→ Task goal
Each entry should be written out once more, exactly as given below.

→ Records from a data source
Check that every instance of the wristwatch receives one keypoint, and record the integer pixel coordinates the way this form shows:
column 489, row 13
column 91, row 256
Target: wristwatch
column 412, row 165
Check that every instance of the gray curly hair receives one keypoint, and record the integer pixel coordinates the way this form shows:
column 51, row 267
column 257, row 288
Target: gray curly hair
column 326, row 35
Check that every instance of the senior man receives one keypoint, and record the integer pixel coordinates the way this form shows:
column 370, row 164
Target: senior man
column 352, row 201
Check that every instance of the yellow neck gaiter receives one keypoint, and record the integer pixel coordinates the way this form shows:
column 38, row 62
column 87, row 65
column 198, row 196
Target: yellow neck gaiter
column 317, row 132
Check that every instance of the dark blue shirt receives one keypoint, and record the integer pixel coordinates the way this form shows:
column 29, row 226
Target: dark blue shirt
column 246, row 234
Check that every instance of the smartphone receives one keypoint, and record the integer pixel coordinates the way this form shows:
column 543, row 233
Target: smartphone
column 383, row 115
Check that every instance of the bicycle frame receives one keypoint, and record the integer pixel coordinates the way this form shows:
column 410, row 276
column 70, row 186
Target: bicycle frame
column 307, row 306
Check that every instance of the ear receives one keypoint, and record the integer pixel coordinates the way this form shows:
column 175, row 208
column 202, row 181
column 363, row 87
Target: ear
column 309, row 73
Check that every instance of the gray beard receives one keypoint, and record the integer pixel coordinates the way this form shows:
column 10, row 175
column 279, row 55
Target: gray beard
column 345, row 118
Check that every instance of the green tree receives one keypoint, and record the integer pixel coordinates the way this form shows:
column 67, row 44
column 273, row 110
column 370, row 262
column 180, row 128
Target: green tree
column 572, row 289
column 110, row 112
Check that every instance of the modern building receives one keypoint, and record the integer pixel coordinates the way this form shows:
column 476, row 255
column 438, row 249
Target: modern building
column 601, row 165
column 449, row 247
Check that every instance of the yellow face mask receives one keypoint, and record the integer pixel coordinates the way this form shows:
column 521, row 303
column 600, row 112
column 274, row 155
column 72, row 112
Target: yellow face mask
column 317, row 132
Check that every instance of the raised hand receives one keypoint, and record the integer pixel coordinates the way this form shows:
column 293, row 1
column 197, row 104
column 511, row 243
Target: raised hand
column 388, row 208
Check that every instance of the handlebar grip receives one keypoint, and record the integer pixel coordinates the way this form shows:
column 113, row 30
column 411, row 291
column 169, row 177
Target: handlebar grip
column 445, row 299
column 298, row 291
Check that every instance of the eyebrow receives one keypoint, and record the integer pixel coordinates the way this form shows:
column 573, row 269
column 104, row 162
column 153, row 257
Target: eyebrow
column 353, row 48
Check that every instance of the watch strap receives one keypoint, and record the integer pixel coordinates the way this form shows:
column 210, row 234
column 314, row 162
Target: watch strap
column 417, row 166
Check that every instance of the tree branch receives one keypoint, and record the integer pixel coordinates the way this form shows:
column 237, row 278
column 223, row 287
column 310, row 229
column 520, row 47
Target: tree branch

→ Result below
Check that every instance of the wristwatch receives one keypoint, and record the integer pixel coordinates the way this form shows:
column 489, row 13
column 91, row 256
Target: wristwatch
column 412, row 165
Check that every instance of the gray curly hair receives one keypoint, and record the integer pixel coordinates the way this form shows:
column 51, row 267
column 257, row 288
Target: gray curly hair
column 326, row 35
Check that every instance of the senior man receives one keypoint, and record the integer pixel coordinates the way this form shows:
column 370, row 164
Target: senior man
column 352, row 201
Check that every instance of the yellow neck gaiter receives one keypoint, and record the integer pixel coordinates the way this form shows:
column 38, row 62
column 87, row 65
column 198, row 196
Target: yellow neck gaiter
column 317, row 132
Check that every instance of the dark blue shirt receives one keypoint, and record the integer pixel coordinates the way this form shows:
column 29, row 226
Target: dark blue shirt
column 246, row 234
Check that every instance of the smartphone receives one keypoint, and record the integer pixel coordinates the way this form shows:
column 543, row 233
Target: smartphone
column 383, row 115
Check that every instance of the bicycle frame receives one keypoint, and record the integer pixel coordinates the way this form shows:
column 410, row 276
column 70, row 186
Target: bicycle frame
column 307, row 306
Check that every instance of the ear receives one keypoint, and record the integer pixel coordinates the way this form shows:
column 175, row 208
column 202, row 181
column 363, row 87
Target: ear
column 309, row 73
Check that every instance of the gray beard receives one keypoint, and record the integer pixel coordinates the way this form shows:
column 10, row 175
column 279, row 55
Target: gray beard
column 345, row 118
Check that every instance of the green tree receives one keypoint, and record the integer pixel coordinates the way this form shows:
column 67, row 44
column 273, row 110
column 370, row 262
column 180, row 128
Target: green tree
column 572, row 289
column 110, row 112
Check that every instance of the modern building receives one keypoint, and record the integer pixel coordinates the way this form shows:
column 476, row 255
column 438, row 249
Target: modern building
column 601, row 165
column 449, row 247
Check that every instance of the yellow face mask receives one keypoint, and record the integer pixel coordinates the way this form shows:
column 521, row 303
column 600, row 112
column 274, row 155
column 72, row 112
Target: yellow face mask
column 317, row 132
Check that every instance of the raised hand receives one keypoint, and record the integer pixel coordinates the way this form shows:
column 293, row 1
column 197, row 104
column 511, row 243
Target: raised hand
column 388, row 208
Check that every instance of the handlebar grip receives one keypoint, and record the integer pixel coordinates the way this form shows:
column 113, row 30
column 411, row 291
column 169, row 177
Target: handlebar grip
column 445, row 299
column 298, row 291
Check that every instance of the eyebrow receives one keypoint, and record the integer pixel coordinates the way this form shows:
column 573, row 269
column 104, row 162
column 153, row 257
Target: eyebrow
column 353, row 48
Check that every instance of the watch strap receives one keypoint, and record the integer pixel coordinates the way this form shows:
column 210, row 234
column 314, row 162
Target: watch strap
column 417, row 166
Check that every instance of the tree branch receives one keypoint, and record the integer pixel coordinates the way this form shows:
column 237, row 278
column 223, row 287
column 310, row 229
column 520, row 47
Target: tree branch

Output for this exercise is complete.